### TASK INSTRUCTIONS
1) Answer these questions from the essay on hypocrisy:
(a) Which family does the writer say he despised yet might have voted for?
(b) Whose concept does the writer describe as holding two contradictory ideas in mind at once while ignoring the contradiction?
(c) According to the quoted passage, what basic trade-off do most ethical choices involve?
2) Write the next few paragraphs of the essay on hypocrisy, picking up after its final sentence.

The Neuro-Hypocrites
Timothy Birdnow
Liberals must surely have a serious breach in communications...
Actually, while there may be some neural activity involved, I would argue hypocrisy is natural to Man and, frankly, unavoidable at times as there are often competing variables in life that require responses that often contradict one another.
For instance, you may not like, say, the Bush family (I despised them) but you might have voted for them anyway. Hypocrisy? Sure is but the alternative was worse. (I am so guilty.)
And frankly under such competing conditions one usually goes with the choice that best suits your own interests. It's human nature.
But of course this will set off the conscience of anyone so afflicted with one of those, and it will torment the individual. So the natural response is to dismiss the contradiction from our minds, pretend it isn't there.
That is the essence of Orwell's "double think"; hold two contradictory ideas in your mind at the same time and ignore the contradiction. There really is no difference between that and standard hypocrisy.
The author of this article agrees:
"Most ethical choices involve a basic trade-off between personal gain and doing the right thing. When people make decisions for themselves, they face a direct temptation to secure a reward. When they watch someone else make a decision, they do not face that same temptation. This difference in perspective makes it easy to hold others to a higher standard."
Naturally so; it is the difference between objective and subjective, theory and practice. We hold certain standards but find our own standards a bit more lax than the standards we apply to others. We cut ourselves slack.

### COLLECTED DATA
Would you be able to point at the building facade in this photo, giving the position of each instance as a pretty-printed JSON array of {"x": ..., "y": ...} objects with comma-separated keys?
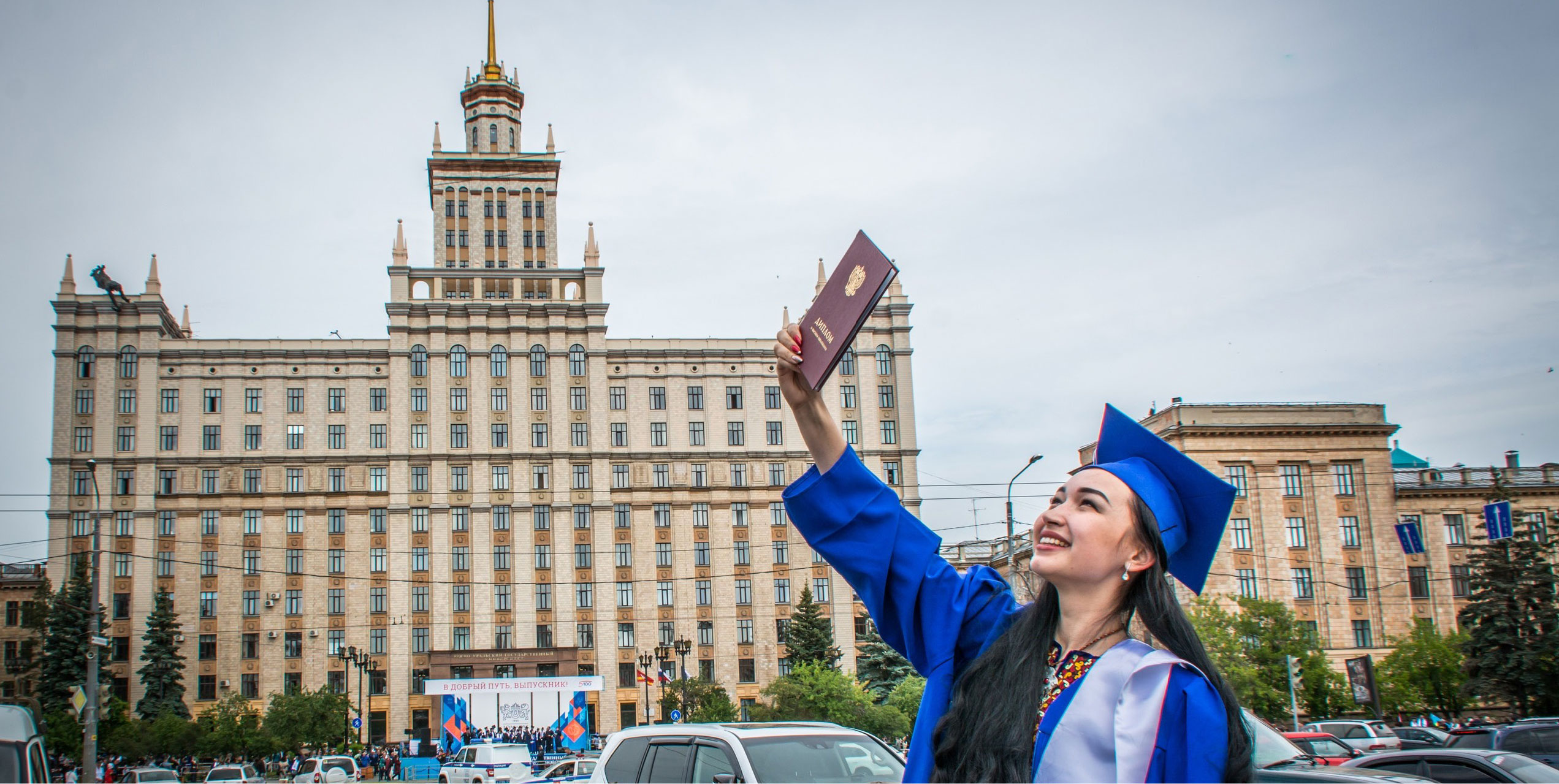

### OUTPUTS FOR THE TASKS
1)
(a) The Bush family.
(b) Orwell's ("double think").
(c) A trade-off between personal gain and doing the right thing.

2)
The article continues:
Valley Liu, a researcher at the University of Science and Technology of China, led a team of investigators to figure out why this disconnect happens. "As neuroscience researchers, we wanted to understand why knowing the right thing to do doesn’t always translate into doing it,” says coauthor Xiaochu Zhang of the University of Science and Technology of China. They suspected the answer lay in a brain area called the ventromedial prefrontal cortex.
The ventromedial prefrontal cortex is located deep in the lower frontal lobe of the brain. It acts as an information hub during decision making. It helps individuals evaluate risks, weigh potential rewards, and process social rules.
That is to be expected; the frontal lobe is the center of higher reasoning and it is what moves us beyond mere instinct (which resides in the older part of the brain, the stem and limbic system). Hypocrisy is essentially a battle between higher and lower brain functions. Our frontal lobe reasoning competes with our base urges, desires, fears and wants. It is the struggle between the two that drives all of us, and in fact we could not survive without both of them. The endless tug-of-war between our instincts and base urges and our higher reasoning is what makes us human - and what makes us fallible. If we didn't have the primitive cortex we would be like angels - and about as alive as angels in this realm of existence. The hindbrain (brainstem and limbic syste) is what keeps us alive and fighting. The frontal region is what directs HOW we fight and HOW we stay alive.
(Of course without the frontal region we would simply be animals, driven by instinct and stupid as, well, Democrats.)
The article goes on to tell us how they concluded this:
To test their ideas, the research team designed two different tasks for a group of fifty-eight participants. In the first task, participants acted as instructors who had to help a learner identify a hidden number on a digital card. The instructors could choose to report the number honestly or lie to the learner.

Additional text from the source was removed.